How many of the lines below contain the word "window"? Reply with the number alone.

*-*-*

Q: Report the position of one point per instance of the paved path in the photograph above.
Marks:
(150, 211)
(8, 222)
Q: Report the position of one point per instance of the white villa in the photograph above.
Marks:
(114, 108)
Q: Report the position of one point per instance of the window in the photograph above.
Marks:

*-*-*

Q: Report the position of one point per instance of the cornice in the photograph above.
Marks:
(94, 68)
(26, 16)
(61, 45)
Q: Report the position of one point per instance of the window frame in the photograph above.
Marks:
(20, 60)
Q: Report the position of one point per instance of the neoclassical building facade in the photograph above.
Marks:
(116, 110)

*-*-*

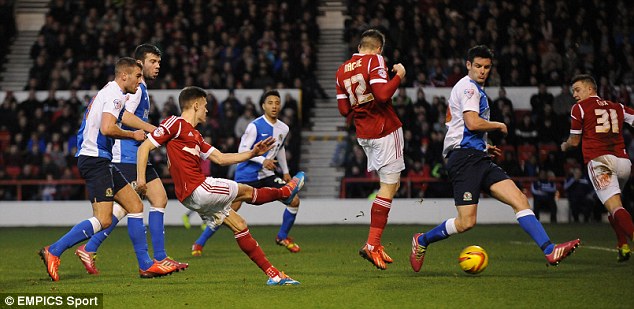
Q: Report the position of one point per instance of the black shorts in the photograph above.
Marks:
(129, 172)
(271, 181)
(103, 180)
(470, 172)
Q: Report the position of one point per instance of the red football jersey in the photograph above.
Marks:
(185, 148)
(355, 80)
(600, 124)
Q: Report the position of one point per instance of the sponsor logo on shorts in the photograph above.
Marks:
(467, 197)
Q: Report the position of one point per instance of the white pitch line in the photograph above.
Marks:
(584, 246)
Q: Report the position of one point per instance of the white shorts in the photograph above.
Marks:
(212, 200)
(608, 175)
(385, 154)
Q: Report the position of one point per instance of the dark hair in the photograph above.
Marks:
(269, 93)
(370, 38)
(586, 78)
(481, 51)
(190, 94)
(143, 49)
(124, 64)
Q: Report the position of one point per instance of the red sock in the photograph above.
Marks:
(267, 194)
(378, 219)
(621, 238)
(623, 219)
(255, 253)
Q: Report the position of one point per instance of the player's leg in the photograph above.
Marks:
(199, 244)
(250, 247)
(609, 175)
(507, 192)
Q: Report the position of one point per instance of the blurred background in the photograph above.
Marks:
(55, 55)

*-*-*

> Written response
2